── Supplied text

Unless your name is Frank McCourt or Ned Colletti, you have no earthly idea if the Dodgers are negotiating in good faith with Manny Ramirez, serious about re-signing him, if they’re telling the truth when they claim they want him back.
Or maybe, might be, could be, the one-year offer for $25 million (only a little more than half of the $45 mil for two years they first offered three months ago) is just a little dog-and-pony show, a public relations ploy aimed only at fooling and pacifying their fans when, in fact, they have no intention of bringing the hitting savant back at all.
This much, though, I do know:
If someone lowballing Scott Boras isn’t karma, tell me what is.
At long last, baseball’s antichrist agent is finally getting a good, strong dose of his own medicine.
Tasty, isn’t it?
Boras, remember, has quite the history with the Dodgers.
Kevin Brown, already breaking down physically from your guess is as good as mine, $126 million? A Boras client. Dodger fans remember that one. So does the Sheriff, Kevin Malone. It got him fired as GM. I think he’s a car dealer now.
Darren Dreifort, $55 million for three wins as a starter? Boras again. If Dreifort were a horse, they would have draped the pitcher’s mound and put him out of his misery, but Boras, clever boy, made the gullible Dodgers believe he was Cy Young.
J.D. Drew for $20 mil? Great Scott, he did it again! Drew had the charisma of dry toast and hit the same 20 dingers you can get from hungry young big leaguers for the minimum salary.
Agents like to brag about their hits and sweep aside their misses, but Boras’ duds broadsided the Dodgers’ balance sheet.
So now, the same man who probably giggles when he goes to bed at night, knowing he has gotten Rockefeller rich tricking otherwise smart and experienced businessmen into bidding against themselves, is playing blackjack with the rest of Manny’s career.
So far he’s going bust.
$25 million for one year is CEO money and no one’s crying for Argentina or for Manuel Aristedes, but the only, viable, public offer the accounting firm of Boras & Ramirez apparently now have on the table, that 25 mil, is an awfully long way from the $80 million-$100 million you know Boras promised Manny he would get for him when they orchestrated their way out of Boston.
Looks like ol’ Scotty gave someone a bum steer and that someone was his own client.

────
── Data under study

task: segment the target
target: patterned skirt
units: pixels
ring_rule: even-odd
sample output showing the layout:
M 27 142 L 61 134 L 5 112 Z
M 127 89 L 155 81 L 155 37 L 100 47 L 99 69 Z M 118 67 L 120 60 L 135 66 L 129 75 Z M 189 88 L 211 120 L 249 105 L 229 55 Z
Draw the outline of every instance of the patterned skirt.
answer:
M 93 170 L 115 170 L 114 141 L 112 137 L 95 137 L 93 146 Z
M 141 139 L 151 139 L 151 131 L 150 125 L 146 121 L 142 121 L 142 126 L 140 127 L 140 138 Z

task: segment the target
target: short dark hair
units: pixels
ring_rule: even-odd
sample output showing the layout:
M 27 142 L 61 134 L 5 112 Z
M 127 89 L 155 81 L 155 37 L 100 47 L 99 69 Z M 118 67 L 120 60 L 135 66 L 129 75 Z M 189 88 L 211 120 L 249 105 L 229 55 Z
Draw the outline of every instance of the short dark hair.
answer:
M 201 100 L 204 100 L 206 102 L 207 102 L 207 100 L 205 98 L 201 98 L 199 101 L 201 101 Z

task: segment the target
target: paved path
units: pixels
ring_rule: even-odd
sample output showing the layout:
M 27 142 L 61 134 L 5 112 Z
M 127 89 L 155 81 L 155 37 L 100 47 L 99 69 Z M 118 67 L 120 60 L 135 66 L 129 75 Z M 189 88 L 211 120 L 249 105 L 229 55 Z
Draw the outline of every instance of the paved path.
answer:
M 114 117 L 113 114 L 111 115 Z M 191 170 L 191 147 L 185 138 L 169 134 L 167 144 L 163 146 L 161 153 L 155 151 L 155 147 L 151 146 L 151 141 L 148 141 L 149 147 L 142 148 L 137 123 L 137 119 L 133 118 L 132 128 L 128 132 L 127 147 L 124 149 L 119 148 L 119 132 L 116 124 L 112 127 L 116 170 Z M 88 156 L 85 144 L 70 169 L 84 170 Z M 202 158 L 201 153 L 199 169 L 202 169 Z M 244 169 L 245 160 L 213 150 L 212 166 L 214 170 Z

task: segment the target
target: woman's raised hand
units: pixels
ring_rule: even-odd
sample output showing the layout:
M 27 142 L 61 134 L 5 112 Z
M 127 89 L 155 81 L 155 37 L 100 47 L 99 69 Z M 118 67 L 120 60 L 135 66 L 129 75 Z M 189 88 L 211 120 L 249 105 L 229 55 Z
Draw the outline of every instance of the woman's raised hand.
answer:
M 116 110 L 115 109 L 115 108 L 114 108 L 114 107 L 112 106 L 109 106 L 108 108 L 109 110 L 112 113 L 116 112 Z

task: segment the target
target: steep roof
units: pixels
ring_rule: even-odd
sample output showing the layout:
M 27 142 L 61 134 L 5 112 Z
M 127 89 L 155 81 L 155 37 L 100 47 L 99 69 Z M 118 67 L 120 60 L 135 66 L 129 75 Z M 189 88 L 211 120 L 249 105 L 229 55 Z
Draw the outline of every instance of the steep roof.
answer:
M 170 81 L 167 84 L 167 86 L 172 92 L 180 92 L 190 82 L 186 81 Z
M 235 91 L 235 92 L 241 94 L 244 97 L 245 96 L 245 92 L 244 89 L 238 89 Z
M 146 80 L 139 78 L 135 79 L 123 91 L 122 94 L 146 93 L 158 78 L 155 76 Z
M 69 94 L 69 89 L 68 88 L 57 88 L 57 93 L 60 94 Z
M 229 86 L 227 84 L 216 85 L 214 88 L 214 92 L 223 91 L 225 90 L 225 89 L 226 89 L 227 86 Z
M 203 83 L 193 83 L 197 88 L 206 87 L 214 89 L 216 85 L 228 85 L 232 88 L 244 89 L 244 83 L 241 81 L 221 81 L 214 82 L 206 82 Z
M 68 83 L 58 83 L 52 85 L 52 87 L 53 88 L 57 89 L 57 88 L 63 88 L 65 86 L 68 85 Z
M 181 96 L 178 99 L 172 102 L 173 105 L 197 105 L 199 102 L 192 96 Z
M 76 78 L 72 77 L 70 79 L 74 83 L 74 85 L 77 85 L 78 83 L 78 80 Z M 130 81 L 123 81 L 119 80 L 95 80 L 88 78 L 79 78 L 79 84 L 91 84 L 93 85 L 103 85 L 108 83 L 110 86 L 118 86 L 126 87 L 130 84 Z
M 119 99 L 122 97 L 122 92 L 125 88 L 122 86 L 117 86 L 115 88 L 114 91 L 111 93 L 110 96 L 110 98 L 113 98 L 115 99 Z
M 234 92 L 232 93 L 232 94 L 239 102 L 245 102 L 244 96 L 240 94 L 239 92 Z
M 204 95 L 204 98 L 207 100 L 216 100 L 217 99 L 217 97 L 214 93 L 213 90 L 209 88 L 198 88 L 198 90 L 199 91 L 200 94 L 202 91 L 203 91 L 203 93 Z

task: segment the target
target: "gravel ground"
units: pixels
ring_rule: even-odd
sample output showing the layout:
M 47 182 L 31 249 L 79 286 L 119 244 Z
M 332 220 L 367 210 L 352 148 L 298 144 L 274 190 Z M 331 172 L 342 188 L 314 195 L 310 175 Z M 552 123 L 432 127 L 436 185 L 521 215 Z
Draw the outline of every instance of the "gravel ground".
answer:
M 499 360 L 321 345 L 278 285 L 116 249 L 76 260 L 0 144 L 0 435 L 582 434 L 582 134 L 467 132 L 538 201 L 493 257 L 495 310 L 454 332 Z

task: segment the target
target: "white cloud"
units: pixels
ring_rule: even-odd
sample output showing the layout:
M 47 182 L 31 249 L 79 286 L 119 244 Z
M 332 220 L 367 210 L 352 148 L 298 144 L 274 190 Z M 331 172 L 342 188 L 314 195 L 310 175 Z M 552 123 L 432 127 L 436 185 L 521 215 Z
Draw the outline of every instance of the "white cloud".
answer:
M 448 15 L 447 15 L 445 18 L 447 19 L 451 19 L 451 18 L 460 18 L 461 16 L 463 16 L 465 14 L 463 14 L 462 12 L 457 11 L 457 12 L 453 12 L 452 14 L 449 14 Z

────

= Task list =
**A)** In the column on the Dodgers and Manny Ramirez, what offer did the Dodgers first make Ramirez three months earlier?
**B)** How would you render this sentence from the column on the Dodgers and Manny Ramirez in Spanish: "Boras, remember, has quite the history with the Dodgers."
**C)** Resume the column on the Dodgers and Manny Ramirez after its final sentence.

= Your written answers =
**A)** $45 million for two years.

**B)** Boras, recuerden, tiene todo un historial con los Dodgers.

**C)**
Baseball free agency is not a business that leaves a lot of room for emotion, but here’s guessing the dozens of owners and GMs who’ve been burned by Boras’ greed and overselling over the years are quietly gloating today that the shoe is finally, briefly, however temporarily, on the other foot.
Or at least they’re feeling good that Boras is losing one for a change.
Just today, I see where there is talk the owners are colluding against Boras and Manny. Really? Well tell me, if it’s true, Mr. B, who better to collude against than you?
I, for one, think Manny is one of the three preeminent right-handed hitters of the last 50 years, Willie Mays and Albert Pujols being the others. If the Dodgers gave him $75 million for three years, I’d be happy for Manny. You’d also see me back at the stadium half a dozen times this coming season.
C’mon, this is not breaking news: The Dodgers SHOULD re-sign Manny for two years and not throw him under the bus just because the market happened to turn in their favor at this time. They owe it to him and they owe it to their fans.
Still, there is another, more vengeful part of me that thinks maybe this latest Dodger lowball, offering Manny much less the second time around, is poetic justice, the greedmeister superagent finally finding out that you can’t fool everyone or win ‘em all, not when you’ve shafted so many for so long.
-- Ted Green
Ted Green used to write sports for the L.A. Times. His son, Dustin, happily plays for free at Calabasas High School. Ted is currently Senior Sports Producer for KTLA Prime News.